Work instructions
Please copy every line in the items below, starting with the line that contains "Final exam, question 4: Pinpoint the drawer" and ending with the line that contains "[94,224,112,253]", with both of those lines included and nothing changed.

Provided entries
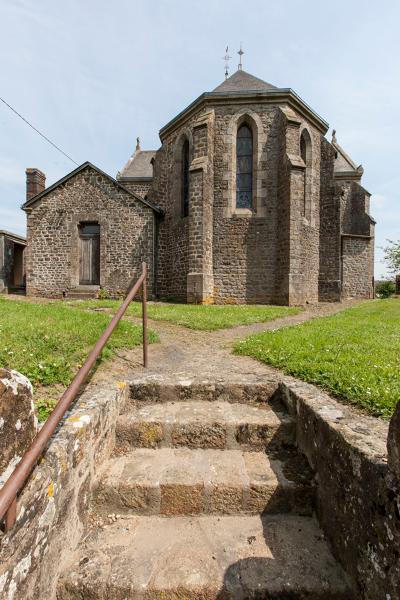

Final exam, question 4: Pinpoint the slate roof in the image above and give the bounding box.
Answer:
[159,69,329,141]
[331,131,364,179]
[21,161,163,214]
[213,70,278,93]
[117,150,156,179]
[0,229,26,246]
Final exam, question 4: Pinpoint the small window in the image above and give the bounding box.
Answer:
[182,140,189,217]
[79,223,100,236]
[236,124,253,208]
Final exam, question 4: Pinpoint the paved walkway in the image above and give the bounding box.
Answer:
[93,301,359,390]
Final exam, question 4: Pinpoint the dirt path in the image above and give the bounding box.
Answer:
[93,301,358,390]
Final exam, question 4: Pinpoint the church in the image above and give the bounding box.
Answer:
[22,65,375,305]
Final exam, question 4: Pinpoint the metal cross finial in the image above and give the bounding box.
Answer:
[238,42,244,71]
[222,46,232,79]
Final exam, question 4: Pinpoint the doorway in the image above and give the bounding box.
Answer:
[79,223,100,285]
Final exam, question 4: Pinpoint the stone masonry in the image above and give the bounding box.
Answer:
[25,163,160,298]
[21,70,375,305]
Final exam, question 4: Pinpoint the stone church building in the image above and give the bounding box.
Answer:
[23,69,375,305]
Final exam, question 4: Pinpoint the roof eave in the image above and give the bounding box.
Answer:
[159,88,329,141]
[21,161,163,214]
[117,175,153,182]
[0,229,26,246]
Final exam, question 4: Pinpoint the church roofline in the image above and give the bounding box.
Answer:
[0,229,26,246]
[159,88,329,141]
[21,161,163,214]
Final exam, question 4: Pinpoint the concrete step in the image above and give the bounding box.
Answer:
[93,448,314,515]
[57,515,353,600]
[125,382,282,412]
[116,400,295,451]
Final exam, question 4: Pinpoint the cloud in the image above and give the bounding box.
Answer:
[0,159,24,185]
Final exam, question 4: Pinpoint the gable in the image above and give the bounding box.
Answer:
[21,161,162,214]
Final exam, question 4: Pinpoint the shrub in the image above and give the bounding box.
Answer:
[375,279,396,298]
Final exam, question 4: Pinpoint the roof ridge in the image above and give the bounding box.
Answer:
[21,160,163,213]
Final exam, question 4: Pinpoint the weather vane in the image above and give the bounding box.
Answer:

...

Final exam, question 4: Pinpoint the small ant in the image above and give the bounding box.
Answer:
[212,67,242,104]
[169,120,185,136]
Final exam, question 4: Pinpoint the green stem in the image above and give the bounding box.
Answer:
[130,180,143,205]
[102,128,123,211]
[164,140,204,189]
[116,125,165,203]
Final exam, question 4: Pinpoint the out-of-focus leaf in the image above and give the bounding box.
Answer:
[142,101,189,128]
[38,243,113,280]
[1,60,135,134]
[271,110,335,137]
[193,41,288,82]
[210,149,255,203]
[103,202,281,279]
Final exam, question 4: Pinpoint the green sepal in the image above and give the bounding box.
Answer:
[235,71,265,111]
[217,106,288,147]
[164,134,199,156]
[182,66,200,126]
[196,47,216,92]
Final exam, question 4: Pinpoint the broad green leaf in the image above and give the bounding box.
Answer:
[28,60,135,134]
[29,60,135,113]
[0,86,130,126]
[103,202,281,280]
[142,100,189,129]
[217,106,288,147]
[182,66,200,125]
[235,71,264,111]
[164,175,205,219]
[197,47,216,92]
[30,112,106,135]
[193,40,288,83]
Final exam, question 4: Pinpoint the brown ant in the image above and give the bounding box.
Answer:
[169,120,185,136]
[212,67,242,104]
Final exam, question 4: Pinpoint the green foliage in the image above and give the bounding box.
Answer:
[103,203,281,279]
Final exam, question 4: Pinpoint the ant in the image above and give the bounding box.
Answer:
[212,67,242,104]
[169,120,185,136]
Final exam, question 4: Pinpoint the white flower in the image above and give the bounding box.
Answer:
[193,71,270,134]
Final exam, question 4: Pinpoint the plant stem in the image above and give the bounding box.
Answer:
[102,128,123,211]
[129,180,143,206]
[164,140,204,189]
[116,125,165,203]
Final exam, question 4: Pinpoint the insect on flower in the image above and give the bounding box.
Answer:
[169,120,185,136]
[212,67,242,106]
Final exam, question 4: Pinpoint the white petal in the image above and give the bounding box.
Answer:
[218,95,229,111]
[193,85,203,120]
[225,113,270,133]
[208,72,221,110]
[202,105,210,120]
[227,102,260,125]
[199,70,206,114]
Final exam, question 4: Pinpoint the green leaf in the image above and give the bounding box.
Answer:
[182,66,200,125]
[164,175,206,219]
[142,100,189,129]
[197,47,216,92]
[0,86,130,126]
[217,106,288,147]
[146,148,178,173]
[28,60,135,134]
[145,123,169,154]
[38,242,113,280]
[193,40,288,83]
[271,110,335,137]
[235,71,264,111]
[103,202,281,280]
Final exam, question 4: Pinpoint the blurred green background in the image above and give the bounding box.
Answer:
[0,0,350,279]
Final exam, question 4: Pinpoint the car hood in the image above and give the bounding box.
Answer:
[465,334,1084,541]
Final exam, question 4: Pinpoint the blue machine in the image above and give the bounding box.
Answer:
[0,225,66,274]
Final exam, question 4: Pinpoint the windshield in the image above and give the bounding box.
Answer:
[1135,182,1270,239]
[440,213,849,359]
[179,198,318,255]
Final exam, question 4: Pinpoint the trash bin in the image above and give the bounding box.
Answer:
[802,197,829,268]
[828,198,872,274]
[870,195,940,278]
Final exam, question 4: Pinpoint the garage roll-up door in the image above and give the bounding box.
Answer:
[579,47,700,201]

...

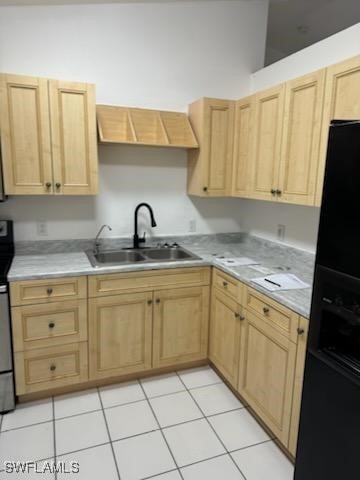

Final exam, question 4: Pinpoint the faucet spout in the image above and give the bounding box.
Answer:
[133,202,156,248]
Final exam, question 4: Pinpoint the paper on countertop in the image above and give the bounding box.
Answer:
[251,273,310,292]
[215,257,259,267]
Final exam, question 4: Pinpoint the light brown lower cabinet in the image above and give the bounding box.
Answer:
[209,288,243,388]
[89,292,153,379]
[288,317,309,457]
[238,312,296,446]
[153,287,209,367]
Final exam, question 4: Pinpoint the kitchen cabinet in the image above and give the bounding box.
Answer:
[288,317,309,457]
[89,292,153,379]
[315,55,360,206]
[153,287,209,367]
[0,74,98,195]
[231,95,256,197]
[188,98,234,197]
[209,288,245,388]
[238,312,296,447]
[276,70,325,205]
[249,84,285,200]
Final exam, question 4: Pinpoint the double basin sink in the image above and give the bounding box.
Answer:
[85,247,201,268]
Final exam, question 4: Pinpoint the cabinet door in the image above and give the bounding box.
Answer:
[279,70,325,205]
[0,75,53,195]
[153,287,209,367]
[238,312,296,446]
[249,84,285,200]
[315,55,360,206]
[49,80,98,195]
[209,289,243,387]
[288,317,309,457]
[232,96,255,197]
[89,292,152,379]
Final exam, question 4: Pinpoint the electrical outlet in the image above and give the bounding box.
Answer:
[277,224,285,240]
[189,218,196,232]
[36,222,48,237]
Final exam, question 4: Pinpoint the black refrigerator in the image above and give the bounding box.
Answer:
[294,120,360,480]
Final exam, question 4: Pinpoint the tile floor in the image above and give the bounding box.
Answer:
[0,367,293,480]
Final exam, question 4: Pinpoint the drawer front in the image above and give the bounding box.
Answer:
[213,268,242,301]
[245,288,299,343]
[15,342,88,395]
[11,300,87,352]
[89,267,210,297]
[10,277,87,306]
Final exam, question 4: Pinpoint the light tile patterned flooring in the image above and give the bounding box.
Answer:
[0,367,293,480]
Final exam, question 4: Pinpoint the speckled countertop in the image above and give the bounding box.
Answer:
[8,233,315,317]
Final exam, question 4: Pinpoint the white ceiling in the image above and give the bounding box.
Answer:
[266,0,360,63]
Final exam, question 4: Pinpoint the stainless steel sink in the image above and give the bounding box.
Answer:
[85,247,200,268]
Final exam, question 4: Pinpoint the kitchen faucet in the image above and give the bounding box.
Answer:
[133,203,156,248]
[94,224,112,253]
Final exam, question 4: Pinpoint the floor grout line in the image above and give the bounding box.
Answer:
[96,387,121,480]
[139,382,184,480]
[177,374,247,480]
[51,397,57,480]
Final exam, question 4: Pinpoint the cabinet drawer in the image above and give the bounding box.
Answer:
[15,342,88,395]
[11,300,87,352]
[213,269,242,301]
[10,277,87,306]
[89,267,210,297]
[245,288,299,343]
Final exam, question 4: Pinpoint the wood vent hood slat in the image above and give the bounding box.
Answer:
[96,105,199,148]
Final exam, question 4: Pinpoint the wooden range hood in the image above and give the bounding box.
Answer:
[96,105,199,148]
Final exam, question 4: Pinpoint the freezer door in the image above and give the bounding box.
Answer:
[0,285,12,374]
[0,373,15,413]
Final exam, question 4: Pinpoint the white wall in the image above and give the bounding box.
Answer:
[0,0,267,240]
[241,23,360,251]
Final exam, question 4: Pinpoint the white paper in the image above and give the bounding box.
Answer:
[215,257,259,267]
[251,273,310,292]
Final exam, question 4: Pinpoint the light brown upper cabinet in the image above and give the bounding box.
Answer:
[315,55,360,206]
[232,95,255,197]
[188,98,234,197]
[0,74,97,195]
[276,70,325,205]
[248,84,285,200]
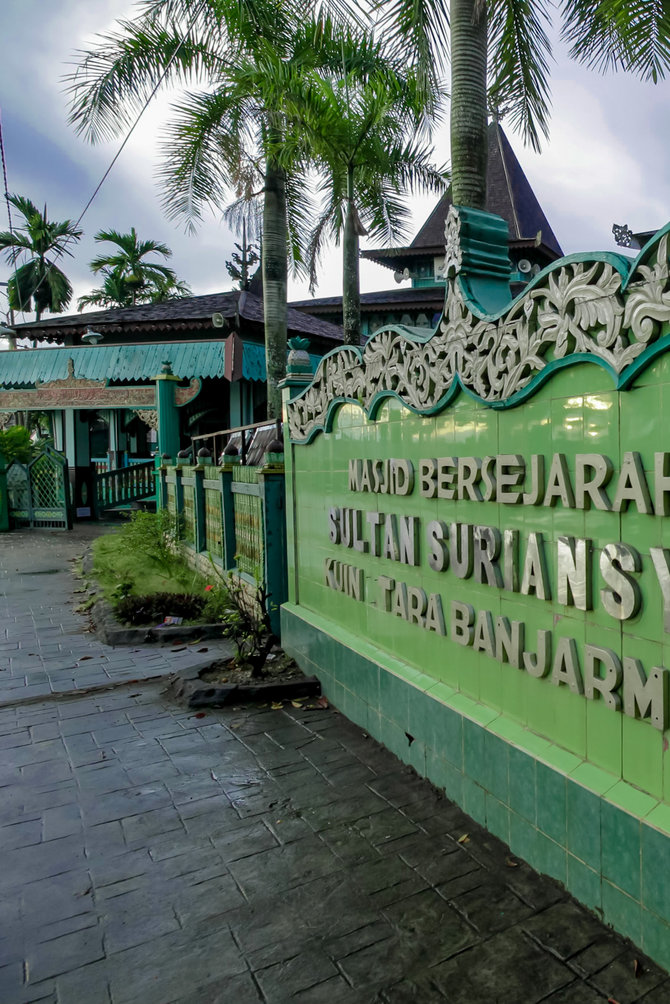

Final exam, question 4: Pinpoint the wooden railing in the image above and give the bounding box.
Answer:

Result
Final exam, question 4: Pinpoint the drawer front in the image above and give the bounding box.
Answer:
[213,268,242,301]
[245,288,299,343]
[15,342,88,395]
[11,300,87,352]
[89,267,210,297]
[10,277,87,306]
Final exam, question 4: Pinpoint the light tile patterned flooring in the image above and give the bounding box.
Answer:
[0,367,293,480]
Final exam, question 4: Pinpoint the speckled countertop in the image above and give the bounding box.
Answer:
[8,233,315,317]
Final exam, question 4: Pinpoint the white ceiling in the image above and give the bounding box.
Answer:
[266,0,360,63]
Final exam, question 4: Pinpoint the stainless steel sink in the image above and give the bounding box.
Answer:
[85,247,200,268]
Final exam, question 4: Pinpoint the kitchen faucet in the image above and give the bounding box.
Answer:
[133,203,156,248]
[94,224,112,253]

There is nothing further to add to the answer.